======== RECORD LIST ========

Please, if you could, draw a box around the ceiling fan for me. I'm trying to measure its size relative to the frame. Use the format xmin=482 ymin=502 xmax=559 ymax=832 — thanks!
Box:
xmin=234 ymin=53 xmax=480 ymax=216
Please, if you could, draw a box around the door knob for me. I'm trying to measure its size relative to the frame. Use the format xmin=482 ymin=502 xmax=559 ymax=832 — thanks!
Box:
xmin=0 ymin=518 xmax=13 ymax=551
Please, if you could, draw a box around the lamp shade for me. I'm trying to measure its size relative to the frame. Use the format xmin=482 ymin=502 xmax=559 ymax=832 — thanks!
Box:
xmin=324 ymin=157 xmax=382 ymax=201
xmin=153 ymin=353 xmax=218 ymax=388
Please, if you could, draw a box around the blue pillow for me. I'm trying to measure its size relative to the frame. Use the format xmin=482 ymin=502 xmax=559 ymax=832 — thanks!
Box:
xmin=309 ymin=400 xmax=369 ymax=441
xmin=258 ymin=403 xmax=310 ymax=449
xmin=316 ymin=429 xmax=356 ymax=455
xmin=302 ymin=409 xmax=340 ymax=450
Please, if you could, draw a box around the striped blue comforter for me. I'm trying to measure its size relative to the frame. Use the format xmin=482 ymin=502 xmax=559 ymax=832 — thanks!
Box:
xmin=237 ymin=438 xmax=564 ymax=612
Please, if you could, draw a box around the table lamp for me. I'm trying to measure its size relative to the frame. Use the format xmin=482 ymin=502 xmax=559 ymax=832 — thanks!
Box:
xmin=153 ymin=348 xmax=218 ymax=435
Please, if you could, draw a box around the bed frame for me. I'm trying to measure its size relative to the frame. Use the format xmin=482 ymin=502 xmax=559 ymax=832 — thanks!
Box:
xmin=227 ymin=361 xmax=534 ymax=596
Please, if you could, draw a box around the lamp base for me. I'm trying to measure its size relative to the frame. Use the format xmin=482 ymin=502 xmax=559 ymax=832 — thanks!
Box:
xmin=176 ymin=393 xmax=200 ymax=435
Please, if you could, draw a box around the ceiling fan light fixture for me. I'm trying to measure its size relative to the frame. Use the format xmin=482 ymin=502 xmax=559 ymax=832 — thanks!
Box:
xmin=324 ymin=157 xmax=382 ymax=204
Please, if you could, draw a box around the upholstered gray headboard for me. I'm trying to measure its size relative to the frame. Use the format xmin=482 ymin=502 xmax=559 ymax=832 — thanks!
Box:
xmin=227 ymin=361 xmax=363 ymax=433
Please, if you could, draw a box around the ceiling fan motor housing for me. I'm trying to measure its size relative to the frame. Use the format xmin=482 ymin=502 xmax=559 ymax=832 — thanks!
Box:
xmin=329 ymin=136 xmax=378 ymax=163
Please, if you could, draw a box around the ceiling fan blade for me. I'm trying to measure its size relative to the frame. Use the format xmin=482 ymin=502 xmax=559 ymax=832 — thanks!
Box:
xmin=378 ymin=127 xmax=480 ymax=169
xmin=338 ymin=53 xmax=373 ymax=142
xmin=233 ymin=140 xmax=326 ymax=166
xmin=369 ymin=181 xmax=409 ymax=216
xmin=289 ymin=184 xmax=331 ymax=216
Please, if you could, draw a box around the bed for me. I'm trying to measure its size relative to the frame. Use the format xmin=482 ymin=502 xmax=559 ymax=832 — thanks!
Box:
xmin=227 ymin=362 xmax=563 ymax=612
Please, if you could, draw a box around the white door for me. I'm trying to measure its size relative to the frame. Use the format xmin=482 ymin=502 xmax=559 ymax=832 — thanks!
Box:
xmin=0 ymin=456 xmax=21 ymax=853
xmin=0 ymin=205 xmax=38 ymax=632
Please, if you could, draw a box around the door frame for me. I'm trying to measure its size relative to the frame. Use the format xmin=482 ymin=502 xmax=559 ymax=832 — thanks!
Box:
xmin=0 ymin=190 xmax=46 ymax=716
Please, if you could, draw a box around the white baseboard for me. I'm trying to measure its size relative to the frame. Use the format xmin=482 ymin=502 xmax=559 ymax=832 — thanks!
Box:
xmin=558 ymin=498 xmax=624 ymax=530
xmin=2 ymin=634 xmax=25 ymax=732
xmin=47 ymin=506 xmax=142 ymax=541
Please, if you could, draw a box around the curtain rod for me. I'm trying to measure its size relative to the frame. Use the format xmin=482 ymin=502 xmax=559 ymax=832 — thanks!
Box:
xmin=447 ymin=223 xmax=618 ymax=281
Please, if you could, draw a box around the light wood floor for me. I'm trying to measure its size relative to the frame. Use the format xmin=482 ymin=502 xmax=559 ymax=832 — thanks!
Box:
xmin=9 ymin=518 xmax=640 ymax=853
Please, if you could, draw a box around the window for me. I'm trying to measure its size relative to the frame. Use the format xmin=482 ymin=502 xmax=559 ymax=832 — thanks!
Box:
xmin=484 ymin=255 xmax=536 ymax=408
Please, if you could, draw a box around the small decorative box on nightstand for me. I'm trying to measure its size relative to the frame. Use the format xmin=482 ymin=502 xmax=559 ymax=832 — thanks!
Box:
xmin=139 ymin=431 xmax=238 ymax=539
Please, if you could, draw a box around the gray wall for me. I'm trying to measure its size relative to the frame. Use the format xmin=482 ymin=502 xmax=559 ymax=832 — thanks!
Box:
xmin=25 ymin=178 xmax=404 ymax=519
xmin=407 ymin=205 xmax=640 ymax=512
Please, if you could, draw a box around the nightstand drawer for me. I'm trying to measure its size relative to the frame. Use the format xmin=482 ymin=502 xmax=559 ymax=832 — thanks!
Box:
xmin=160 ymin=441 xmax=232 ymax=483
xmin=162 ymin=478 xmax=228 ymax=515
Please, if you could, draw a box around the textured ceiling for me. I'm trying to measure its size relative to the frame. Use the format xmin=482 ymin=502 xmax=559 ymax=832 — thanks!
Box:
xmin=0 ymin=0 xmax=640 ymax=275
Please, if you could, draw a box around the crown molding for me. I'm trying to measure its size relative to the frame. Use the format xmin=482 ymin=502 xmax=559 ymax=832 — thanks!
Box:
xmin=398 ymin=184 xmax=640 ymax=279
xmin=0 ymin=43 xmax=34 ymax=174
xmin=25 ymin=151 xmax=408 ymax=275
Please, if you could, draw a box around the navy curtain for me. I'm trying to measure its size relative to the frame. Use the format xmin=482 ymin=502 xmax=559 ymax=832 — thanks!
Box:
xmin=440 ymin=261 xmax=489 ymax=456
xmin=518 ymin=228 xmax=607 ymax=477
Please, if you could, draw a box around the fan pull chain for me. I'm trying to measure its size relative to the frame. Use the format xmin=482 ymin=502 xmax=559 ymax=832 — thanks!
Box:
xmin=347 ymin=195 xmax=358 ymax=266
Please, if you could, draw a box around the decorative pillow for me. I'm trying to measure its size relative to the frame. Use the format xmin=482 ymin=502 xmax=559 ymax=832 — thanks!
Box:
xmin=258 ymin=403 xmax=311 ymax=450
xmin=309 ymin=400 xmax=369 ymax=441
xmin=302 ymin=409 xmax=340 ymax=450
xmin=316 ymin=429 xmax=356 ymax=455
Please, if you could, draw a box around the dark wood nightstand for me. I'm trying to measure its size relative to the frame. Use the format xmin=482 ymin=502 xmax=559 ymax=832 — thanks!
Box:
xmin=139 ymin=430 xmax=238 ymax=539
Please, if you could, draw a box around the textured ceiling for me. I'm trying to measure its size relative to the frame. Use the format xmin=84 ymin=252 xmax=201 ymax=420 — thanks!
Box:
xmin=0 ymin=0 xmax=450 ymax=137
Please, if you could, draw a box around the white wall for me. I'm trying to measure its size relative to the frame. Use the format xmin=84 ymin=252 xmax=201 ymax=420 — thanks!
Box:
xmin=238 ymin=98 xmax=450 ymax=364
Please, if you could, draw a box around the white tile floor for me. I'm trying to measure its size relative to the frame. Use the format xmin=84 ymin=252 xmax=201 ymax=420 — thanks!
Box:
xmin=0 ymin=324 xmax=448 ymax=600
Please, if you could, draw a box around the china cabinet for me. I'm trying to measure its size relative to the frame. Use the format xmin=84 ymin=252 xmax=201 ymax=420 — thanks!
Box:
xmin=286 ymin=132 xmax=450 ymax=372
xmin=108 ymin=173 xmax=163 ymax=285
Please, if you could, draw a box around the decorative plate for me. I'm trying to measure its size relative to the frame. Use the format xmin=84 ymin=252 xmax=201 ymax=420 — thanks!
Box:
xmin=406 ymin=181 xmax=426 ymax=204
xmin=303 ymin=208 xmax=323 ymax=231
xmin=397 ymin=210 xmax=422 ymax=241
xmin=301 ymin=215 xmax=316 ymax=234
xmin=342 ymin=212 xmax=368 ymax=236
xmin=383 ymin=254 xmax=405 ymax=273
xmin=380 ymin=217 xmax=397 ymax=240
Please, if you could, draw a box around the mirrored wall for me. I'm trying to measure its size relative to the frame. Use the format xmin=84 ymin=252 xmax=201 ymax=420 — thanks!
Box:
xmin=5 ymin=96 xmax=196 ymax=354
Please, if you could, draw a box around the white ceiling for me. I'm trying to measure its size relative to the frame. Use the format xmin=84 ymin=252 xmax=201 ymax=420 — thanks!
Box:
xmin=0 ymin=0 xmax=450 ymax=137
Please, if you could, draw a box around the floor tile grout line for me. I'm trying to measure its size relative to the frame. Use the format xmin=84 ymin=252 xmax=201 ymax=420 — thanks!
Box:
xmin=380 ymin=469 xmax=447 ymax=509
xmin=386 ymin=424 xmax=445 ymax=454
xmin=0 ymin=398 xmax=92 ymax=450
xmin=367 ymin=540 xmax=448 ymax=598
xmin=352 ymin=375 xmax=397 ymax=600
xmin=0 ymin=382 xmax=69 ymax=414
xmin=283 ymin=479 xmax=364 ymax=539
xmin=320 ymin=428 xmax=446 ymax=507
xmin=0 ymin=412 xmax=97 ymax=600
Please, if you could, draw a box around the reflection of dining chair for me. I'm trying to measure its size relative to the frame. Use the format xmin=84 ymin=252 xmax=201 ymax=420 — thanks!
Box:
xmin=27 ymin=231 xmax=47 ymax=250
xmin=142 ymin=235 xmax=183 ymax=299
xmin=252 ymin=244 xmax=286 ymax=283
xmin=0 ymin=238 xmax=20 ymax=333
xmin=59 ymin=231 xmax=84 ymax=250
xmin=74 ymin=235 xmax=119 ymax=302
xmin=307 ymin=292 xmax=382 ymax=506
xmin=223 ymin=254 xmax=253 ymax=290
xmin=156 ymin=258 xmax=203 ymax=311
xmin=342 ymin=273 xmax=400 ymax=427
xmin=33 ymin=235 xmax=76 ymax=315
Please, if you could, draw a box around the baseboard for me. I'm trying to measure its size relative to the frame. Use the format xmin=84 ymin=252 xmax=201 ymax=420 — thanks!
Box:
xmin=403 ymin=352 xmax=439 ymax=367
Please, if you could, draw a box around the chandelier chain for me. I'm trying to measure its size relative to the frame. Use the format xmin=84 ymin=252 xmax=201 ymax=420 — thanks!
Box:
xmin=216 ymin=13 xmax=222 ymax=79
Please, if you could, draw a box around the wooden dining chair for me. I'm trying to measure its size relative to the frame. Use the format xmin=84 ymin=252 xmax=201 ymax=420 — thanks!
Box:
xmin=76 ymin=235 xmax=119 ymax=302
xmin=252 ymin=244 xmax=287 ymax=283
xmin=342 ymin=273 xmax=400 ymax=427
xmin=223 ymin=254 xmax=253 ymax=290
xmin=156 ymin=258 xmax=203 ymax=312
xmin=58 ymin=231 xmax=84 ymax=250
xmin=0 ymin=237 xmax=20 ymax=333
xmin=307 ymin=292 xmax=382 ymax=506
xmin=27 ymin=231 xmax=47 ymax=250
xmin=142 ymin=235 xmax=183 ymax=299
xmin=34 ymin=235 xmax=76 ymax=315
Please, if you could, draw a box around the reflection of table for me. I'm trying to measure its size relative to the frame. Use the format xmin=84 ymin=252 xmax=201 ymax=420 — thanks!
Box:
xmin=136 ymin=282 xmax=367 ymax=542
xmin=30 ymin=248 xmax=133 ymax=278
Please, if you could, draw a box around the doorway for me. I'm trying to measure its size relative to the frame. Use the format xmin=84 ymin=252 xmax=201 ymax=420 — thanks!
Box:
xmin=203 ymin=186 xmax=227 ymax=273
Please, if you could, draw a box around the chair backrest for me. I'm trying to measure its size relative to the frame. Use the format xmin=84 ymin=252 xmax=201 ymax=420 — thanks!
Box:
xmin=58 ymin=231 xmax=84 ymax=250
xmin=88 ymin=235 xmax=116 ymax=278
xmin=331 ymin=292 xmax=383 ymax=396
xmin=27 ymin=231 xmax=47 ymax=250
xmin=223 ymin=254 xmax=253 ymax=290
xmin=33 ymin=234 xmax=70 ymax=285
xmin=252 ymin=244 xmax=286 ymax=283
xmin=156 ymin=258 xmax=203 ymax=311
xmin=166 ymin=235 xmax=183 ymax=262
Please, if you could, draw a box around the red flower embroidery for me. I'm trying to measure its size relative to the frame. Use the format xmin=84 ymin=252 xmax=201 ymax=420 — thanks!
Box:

========

TASK INSTRUCTIONS: Transcribe the records verbatim, beginning with the first line and continuing through the line containing "xmin=153 ymin=353 xmax=218 ymax=388", including that line.

THE SOLUTION:
Please, if you could, draw a box around the ceiling fan for me. I'm trying to measure its size relative to the frame. Use the format xmin=482 ymin=502 xmax=559 ymax=832 — thanks!
Box:
xmin=234 ymin=53 xmax=480 ymax=216
Please, if you could, draw a box around the door knob for me. I'm trying to measure its size relative to the frame. Use the format xmin=482 ymin=502 xmax=559 ymax=832 — thanks!
Box:
xmin=0 ymin=518 xmax=13 ymax=551
Please, if you could, draw a box around the lamp shade for me. I'm trying to measure its size relative to the frame. Use the format xmin=482 ymin=502 xmax=559 ymax=832 — thanks!
Box:
xmin=324 ymin=157 xmax=382 ymax=201
xmin=153 ymin=353 xmax=218 ymax=388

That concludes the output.